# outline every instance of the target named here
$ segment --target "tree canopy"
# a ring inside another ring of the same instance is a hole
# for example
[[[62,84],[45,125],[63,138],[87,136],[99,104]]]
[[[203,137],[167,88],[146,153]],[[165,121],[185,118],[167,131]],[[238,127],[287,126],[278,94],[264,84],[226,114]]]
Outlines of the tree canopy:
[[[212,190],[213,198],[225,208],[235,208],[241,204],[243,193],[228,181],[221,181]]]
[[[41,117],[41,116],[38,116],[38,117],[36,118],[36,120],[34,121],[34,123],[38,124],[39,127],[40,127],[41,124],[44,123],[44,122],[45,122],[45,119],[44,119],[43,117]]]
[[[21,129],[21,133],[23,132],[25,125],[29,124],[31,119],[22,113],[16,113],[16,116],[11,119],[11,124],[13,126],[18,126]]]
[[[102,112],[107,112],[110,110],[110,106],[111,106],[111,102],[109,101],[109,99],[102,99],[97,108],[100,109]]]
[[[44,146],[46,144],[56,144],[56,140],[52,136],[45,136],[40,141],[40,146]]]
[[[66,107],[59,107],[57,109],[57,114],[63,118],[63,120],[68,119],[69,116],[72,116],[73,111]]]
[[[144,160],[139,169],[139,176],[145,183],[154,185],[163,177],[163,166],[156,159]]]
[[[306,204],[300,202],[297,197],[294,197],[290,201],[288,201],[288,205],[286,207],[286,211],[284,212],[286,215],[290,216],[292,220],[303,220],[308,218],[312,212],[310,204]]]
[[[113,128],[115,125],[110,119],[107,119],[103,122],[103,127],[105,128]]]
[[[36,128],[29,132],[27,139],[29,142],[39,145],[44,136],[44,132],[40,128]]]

> _Work to be completed_:
Look through the entries above and copy each line that has "target" in it.

> _Exercise response_:
# outline every instance of the target named here
$ segment --target "tree canopy"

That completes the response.